The records that follow should be copied in full, exactly as they read.

┌─ DATASET ENTRIES

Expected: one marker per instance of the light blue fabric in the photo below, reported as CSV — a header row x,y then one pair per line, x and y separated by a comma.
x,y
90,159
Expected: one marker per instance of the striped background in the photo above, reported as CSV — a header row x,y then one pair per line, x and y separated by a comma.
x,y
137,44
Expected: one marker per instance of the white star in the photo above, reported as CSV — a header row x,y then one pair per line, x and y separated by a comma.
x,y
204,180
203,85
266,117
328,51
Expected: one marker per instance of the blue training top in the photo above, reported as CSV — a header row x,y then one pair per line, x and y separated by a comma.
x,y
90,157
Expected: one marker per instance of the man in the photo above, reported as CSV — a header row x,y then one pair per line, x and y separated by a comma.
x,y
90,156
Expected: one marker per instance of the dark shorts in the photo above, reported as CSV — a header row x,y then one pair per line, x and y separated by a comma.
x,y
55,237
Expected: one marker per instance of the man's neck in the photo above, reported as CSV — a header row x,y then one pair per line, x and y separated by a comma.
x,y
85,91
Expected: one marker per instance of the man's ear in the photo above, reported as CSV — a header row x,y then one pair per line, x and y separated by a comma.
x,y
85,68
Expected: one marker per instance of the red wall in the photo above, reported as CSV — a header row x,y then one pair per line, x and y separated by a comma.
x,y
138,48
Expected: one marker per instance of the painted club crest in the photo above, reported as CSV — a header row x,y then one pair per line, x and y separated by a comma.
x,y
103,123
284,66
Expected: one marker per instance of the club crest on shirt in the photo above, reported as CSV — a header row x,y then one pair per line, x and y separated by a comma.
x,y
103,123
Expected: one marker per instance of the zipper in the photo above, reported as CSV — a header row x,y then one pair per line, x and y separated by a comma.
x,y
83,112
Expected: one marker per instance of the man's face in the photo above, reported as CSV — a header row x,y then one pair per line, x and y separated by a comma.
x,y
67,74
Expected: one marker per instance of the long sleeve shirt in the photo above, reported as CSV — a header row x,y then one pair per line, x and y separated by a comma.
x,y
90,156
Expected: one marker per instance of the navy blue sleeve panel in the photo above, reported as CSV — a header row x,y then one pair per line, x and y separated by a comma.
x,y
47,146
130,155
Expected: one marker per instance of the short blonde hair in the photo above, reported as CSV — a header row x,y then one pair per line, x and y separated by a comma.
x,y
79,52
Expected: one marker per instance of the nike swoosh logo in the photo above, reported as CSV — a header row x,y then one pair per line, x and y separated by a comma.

└─

RESPONSE TO THIS TASK:
Expected: one marker per instance of the light blue fabric in the photo below, reported as CSV — a header row x,y then one pair per line, x and y separated by a comma.
x,y
90,159
Expected: one marker per instance of the striped background in the photo above, reported as CSV — a header row x,y then one pair per line, x and y separated by a comma.
x,y
137,44
Expected: one marker per instance of the white star in the photo above, reported as CSV — a header row x,y then one pair per line, x and y separated by a comma.
x,y
204,180
203,85
266,117
328,51
Expected: one marker per instance of the blue training top in the photo above, reported as CSV — a header row x,y then one pair per line, x and y separated by a comma.
x,y
90,157
Expected: one marker per instance of the man in the photo above, reported as CSV — a header row x,y then one pair per line, x and y separated by a comma.
x,y
90,156
Expected: one marker per instance of the dark shorts in the photo above, reported as CSV — a header row x,y then one pair per line, x and y separated by a comma.
x,y
55,237
Expected: one marker per instance of the man's neck in the photo above, reported as CSV — a header row x,y then one pair per line, x and y separated by a comma.
x,y
85,91
Expected: one marker per instance of the man's ear in the photo above, reported as CSV — a header row x,y then one pair per line, x and y separated by a comma.
x,y
85,68
Expected: one marker per instance of the red wall in the photo above, reported as CSV — a header row x,y then one pair per line, x and y separated by a comma.
x,y
138,48
Expected: one marker per instance of the painted club crest in the photo above, reported as CSV — a header row x,y then one pair per line, x and y separated by a comma.
x,y
103,123
284,66
Expected: one marker per instance of the club crest on shirt in the photo above, reported as CSV — a header row x,y then one pair per line, x and y separated by a comma.
x,y
103,123
Expected: one marker per instance of the zipper in the photo above, reported as CSV — a header row x,y then one pair per line, x and y separated by a comma.
x,y
83,112
Expected: one marker per instance of the man's face in the photo above, reported as CSV — a header row x,y then one pair per line, x and y separated by a comma.
x,y
67,74
Expected: one marker per instance of the long sleeve shirt in the photo above, reported as CSV — a header row x,y then one pair per line, x and y separated by a comma.
x,y
90,156
Expected: one marker per instance of the navy blue sleeve panel in the photo above, reported as CSV — a header row x,y then one pair per line, x and y separated by a comma.
x,y
47,146
130,155
Expected: one marker per instance of the short blonde hair in the photo above, reported as CSV — a header row x,y then one pair per line, x and y separated by a comma.
x,y
79,52
Expected: one marker per instance of the nike swoosh logo in the photo above, reported as CSV — a header row x,y then one pair per line, x and y separated by a comma.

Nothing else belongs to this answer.